What to work on: Copy the pregnancy blog post below between "I'm trying to" and "makes me chuckle.", inclusive, changing "neighbor" to "coworker".
───── Passage provided
Is it hard to use a porta-potty when pregnant?

There are two music festivals this summer that under ordinary circumstances I would love to go to - Pitchfork Music Festival and Lollapalooza - that offer one day passes. Pitchfork is in July and Lolla is in early August. We got a one-day pass to Pitchfork last year and just went for the afternoon/evening, like four hours, saw four acts and came away with at least one band that I still really enjoy (The Hold Steady). It was a well spent $30, if you ask me. The people watching alone was worth the money. This year the Flaming Lips are playing on Sunday, and they're taking requests, which could be fun.

I'm trying to wait until the last minute to buy tickets, just to see what kind of pregnant woman I will be...the kind that has all sorts of energy and looks great in a sundress, or the kind that is whiny, bloated and hates the heat and crowds. Time will tell, I suppose. Logic tells me to just hold off.

Tuesday, May 12, 2009

I'm gonna hug him and pet him and call him George!

I ran into my neighbor, Roseanne, yesterday and told her we're expecting. Like most people, she asked how far along I am. I said, "17 weeks."


She looked down at my stomach (which is not exactly bulging, especially since I had a loose T-shirt on) and asked, "Seventeen weeks?! What are you having...a mouse?"


This is one of those exchanges that, if I think of it only in a cartoony sense, it makes me chuckle.
──────────
───── Raw records
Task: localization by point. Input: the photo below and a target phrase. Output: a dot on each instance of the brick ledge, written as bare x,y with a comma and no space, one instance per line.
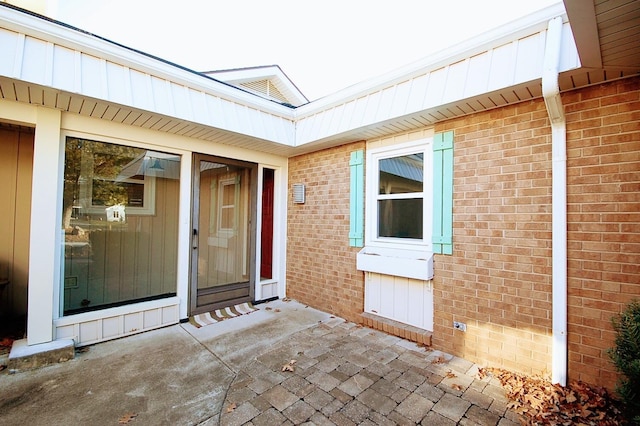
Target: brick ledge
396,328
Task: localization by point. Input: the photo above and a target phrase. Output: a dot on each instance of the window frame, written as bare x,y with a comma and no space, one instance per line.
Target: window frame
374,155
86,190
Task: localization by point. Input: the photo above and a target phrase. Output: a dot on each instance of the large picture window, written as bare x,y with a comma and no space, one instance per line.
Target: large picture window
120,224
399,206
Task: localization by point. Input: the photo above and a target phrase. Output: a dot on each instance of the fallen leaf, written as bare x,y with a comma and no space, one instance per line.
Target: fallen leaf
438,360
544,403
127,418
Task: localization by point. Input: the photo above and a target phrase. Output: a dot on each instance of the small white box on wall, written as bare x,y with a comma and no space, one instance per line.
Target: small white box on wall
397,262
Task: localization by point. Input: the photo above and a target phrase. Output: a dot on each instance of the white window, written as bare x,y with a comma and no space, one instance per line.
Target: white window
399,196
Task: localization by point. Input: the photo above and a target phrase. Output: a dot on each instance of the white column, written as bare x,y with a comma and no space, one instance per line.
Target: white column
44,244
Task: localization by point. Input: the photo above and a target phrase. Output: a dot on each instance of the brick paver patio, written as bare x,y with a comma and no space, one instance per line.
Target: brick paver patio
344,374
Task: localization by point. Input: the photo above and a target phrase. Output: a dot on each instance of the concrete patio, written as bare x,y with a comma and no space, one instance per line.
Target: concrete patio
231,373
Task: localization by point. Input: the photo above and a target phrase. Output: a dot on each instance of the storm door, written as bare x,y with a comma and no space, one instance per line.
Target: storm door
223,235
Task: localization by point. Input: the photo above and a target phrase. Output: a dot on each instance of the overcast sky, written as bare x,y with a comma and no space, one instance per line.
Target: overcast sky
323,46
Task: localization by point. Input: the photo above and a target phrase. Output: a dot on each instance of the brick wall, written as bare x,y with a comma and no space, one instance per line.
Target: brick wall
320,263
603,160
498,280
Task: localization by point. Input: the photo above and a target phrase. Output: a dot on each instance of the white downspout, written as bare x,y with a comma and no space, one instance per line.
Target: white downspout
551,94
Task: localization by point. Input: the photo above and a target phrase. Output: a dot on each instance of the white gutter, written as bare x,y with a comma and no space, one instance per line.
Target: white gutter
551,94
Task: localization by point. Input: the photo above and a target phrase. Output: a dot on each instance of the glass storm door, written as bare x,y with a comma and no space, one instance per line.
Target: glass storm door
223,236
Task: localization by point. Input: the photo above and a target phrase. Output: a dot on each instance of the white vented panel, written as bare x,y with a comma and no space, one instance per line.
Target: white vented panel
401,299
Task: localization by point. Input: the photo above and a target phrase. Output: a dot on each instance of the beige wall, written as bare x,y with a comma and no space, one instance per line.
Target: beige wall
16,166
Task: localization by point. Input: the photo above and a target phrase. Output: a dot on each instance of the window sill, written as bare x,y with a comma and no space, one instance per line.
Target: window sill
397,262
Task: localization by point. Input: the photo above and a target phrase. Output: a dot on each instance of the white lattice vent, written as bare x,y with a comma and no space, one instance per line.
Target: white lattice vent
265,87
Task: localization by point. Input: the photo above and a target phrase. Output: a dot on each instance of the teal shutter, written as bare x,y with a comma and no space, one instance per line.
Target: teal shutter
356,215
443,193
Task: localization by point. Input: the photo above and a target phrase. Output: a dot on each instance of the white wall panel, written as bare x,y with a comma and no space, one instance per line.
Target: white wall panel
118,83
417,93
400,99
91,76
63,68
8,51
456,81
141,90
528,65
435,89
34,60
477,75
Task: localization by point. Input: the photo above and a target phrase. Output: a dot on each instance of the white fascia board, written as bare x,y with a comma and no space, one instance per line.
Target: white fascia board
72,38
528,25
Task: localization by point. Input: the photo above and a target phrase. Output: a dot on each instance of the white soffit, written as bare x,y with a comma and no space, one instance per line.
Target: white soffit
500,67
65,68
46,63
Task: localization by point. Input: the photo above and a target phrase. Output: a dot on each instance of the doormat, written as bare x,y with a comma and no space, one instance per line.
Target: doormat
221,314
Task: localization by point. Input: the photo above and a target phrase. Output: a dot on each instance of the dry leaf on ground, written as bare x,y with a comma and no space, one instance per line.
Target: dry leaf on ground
──────────
Answer in full:
I'm trying to wait until the last minute to buy tickets, just to see what kind of pregnant woman I will be...the kind that has all sorts of energy and looks great in a sundress, or the kind that is whiny, bloated and hates the heat and crowds. Time will tell, I suppose. Logic tells me to just hold off.

Tuesday, May 12, 2009

I'm gonna hug him and pet him and call him George!

I ran into my coworker, Roseanne, yesterday and told her we're expecting. Like most people, she asked how far along I am. I said, "17 weeks."


She looked down at my stomach (which is not exactly bulging, especially since I had a loose T-shirt on) and asked, "Seventeen weeks?! What are you having...a mouse?"


This is one of those exchanges that, if I think of it only in a cartoony sense, it makes me chuckle.